**THE TASK**. Rewrite the passage of the Traxr API reference from "The custom event" up to and including "for lexical-only differences).", changing "builder" to "constructor".

STUDY TEXT below:

Per-pair normalized edit distance, with the noise floor when measured.

traxr.viz.plot_t_star

plot_t_star(results, ax=None, bins=10)

Histogram of normalized first-divergence positions (t*/T).

traxr.viz.plot_manifestations

plot_manifestations(results, ax=None)

Manifestation-category prevalence over scored pairs.

Extending the event vocabulary

traxr.trace.registry.register_signature

register_signature(
    event_type,
    signature,
    *,
    classifier=None,
    structural_types=frozenset(),
    key_fields_equal=None,
)

Upgrade a custom event type from the unknown:{event_type} fallback.

Parameters:

Name Type Description Default
event_type str

The custom event type emitted via traxr.emit().

required
signature SignatureFn

payload -> str structural signature builder.

required
classifier ClassifierFn | None

Optional (clean_payload, perturbed_payload) -> str | None returning a structural divergence type (or None for lexical-only differences).

None
structural_types frozenset[str] | set[str]

The divergence-type strings the classifier can return (so t* typing recognizes them as structural).

frozenset()
key_fields_equal KeyFieldsFn | None

Optional semantic-equality predicate on payloads.

None

Errors and warnings

traxr.errors

Typed exception and warning hierarchy for Traxr.

Principle: fail loud with actionable messages; never silently produce wrong metrics. User-configuration errors fail fast; data-dependent failures are skipped and recorded (as warnings collected per pair).

All exceptions derive from :class:TraxrError; all warnings derive from :class:TraxrWarning.

TraxrError

Bases: Exception

Base class for all Traxr exceptions.

UnsupportedModalityError

Bases: TraxrError

Unknown extension or unsupported modality.

Raised for docx/pptx/image/audio inputs in v1. The message names what IS supported (CSV/XLSX/TXT/MD/PDF) and points at the roadmap for the rest.

ModalityMismatchError

Bases: TraxrError

Declared modality does not match the detected modality of the file.

InvalidArtifactError

Bases: TraxrError

Input file is missing, unreadable, or corrupt.

OptionalDependencyError

Bases: TraxrError

A required optional dependency is not installed.

Raised when openai/PyMuPDF/pdfplumber/openpyxl/matplotlib/langchain-core is needed but missing. The message names the pip extra that provides it (e.g. pip install "traxr[document]").

LLMConnectionError

Bases: TraxrError

Missing/invalid API key or unreachable base_url (built-in agent path).

AgentContractError

Bases: TraxrError

The user's agent violated the AgentRunner contract.

For example, it returned a non-str value.

RunBudgetExceeded

Bases: TraxrError

The agent exceeded max_llm_calls_per_run.

Raised inside the agent by the Tier 0 capture wrapper.

ExperimentConfigError

Bases: TraxrError

Invalid experiment configuration.

Raised when both or neither of agent/agent_factory/llm are resolvable, or other fail-fast configuration problems.

End of STUDY TEXT.
SUPPLIED RECORDS below:

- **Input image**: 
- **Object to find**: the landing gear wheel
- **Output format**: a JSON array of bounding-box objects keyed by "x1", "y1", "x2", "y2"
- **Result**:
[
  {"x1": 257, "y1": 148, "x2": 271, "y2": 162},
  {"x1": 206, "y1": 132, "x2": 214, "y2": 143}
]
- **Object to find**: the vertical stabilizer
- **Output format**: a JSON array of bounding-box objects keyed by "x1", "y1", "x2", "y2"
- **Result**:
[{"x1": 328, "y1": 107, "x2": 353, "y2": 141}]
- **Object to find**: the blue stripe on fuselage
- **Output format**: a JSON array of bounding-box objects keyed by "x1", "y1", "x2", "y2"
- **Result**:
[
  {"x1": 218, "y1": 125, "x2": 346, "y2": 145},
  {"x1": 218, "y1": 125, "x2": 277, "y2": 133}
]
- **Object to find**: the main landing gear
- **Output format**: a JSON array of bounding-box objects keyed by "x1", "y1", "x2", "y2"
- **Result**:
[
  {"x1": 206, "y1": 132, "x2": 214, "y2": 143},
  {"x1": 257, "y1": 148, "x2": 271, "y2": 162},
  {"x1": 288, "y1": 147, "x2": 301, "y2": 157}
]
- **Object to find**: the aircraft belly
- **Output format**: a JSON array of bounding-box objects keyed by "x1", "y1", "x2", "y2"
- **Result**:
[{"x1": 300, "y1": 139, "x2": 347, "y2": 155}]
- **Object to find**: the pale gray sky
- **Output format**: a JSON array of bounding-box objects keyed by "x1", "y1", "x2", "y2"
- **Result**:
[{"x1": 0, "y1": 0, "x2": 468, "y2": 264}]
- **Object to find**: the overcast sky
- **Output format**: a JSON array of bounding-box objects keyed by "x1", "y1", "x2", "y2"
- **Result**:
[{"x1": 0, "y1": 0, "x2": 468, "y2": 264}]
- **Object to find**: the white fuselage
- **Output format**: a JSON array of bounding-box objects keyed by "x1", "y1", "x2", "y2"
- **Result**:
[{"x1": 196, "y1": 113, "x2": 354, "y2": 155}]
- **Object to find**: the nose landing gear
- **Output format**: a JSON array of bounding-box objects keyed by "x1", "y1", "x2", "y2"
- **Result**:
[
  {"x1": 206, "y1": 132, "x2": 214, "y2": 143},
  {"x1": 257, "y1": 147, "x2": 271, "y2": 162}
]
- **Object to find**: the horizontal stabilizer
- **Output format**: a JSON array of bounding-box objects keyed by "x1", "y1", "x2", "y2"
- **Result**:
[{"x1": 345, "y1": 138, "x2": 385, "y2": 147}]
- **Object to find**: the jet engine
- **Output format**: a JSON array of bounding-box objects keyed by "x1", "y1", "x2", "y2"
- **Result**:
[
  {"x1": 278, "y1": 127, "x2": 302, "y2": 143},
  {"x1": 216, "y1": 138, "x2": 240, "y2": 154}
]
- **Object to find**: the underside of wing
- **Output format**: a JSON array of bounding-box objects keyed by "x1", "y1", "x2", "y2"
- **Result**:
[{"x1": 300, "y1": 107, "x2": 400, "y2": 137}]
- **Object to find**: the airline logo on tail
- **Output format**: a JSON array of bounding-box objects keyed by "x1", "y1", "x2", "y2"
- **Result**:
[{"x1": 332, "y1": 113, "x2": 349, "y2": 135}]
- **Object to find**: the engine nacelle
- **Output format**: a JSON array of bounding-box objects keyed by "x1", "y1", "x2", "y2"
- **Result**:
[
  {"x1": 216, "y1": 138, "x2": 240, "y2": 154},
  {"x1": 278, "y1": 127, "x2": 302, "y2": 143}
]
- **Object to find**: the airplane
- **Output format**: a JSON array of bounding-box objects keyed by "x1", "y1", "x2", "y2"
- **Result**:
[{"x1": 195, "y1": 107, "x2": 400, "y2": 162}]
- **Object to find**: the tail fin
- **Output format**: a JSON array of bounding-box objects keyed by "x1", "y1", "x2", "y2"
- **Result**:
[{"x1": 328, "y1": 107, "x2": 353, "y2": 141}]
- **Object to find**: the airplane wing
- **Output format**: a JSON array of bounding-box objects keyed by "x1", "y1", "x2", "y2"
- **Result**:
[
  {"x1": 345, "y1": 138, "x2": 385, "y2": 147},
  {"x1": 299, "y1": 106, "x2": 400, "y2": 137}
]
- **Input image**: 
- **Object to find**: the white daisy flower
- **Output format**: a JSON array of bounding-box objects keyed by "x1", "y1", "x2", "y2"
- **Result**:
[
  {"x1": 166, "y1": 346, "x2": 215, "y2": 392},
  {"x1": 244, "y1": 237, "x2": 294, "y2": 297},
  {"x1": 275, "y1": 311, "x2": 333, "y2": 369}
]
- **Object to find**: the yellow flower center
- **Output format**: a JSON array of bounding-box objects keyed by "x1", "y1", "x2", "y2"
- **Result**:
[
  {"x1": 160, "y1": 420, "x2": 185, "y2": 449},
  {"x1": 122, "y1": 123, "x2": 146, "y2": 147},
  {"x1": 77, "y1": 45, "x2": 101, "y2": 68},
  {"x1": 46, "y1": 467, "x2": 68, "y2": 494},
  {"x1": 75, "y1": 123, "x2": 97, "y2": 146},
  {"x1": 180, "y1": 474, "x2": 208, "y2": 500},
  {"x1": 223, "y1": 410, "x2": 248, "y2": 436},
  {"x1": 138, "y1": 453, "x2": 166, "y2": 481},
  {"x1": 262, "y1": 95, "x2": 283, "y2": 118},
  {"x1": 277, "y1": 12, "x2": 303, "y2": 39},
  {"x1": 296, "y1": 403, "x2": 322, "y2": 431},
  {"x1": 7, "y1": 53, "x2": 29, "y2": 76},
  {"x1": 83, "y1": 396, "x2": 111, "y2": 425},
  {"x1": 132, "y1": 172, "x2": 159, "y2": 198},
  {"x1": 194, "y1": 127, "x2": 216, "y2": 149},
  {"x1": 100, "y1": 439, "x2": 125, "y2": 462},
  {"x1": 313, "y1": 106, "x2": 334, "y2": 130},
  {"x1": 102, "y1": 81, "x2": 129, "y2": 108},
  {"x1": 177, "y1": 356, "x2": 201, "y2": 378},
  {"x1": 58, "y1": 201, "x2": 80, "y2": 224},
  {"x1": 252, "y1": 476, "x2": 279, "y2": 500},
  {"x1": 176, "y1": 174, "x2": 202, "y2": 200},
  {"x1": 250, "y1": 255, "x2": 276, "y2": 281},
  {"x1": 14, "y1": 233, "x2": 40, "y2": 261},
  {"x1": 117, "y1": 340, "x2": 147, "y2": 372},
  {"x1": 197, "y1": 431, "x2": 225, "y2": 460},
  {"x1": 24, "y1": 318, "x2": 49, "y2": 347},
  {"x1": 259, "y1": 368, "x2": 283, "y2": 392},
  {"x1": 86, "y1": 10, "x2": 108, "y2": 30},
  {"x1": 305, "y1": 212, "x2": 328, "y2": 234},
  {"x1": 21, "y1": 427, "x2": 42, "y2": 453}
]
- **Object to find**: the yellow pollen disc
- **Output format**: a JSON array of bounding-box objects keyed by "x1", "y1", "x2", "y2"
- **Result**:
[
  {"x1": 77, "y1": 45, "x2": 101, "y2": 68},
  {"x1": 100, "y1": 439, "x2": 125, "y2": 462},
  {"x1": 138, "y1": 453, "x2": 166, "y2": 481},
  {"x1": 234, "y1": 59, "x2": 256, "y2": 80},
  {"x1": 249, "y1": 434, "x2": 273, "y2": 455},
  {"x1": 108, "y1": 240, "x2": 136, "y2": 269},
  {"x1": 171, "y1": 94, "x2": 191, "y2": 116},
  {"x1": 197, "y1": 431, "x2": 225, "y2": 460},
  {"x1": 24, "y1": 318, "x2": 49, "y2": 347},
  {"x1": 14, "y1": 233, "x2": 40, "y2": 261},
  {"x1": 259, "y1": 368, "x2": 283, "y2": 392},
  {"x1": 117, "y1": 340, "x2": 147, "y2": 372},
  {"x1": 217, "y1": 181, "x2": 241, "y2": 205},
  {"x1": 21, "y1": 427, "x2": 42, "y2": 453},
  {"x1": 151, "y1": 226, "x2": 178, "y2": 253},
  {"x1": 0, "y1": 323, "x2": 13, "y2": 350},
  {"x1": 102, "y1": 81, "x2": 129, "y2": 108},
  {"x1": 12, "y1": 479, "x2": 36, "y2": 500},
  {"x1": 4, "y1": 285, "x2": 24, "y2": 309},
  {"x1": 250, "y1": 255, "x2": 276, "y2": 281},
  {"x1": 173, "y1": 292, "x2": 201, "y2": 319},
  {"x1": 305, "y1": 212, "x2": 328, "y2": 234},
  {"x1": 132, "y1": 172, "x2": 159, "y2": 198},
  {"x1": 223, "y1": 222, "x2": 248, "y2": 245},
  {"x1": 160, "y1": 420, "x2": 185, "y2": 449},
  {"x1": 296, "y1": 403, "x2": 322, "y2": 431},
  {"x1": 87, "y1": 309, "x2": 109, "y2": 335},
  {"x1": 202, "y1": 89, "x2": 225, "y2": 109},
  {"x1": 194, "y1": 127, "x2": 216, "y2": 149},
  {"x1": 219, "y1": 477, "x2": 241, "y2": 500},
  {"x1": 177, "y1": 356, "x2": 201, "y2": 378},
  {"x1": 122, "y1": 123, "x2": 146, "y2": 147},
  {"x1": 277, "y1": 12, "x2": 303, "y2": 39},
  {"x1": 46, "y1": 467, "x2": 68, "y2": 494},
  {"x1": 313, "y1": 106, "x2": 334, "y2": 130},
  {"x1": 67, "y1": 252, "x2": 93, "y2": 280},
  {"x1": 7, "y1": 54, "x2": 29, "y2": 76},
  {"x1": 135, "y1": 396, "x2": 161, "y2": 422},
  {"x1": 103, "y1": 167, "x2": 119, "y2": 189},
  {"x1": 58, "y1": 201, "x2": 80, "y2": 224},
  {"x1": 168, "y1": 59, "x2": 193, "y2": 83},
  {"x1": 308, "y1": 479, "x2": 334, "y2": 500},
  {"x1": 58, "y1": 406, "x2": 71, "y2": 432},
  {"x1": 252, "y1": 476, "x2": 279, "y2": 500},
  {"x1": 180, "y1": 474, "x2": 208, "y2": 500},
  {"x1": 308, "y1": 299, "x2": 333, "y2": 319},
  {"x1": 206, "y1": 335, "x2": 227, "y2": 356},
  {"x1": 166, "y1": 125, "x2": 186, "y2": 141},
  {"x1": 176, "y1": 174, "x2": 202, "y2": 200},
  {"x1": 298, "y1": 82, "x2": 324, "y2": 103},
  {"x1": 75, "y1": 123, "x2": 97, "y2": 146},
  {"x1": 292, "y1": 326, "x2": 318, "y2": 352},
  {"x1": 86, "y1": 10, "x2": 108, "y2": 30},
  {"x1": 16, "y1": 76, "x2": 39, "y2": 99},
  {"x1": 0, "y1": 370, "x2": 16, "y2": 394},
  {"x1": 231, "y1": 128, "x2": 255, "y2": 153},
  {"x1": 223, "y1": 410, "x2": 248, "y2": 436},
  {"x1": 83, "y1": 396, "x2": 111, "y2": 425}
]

End of SUPPLIED RECORDS.

**RESULT OF THIS TASK**.
The custom event type emitted via traxr.emit().

required
signature SignatureFn

payload -> str structural signature constructor.

required
classifier ClassifierFn | None

Optional (clean_payload, perturbed_payload) -> str | None returning a structural divergence type (or None for lexical-only differences).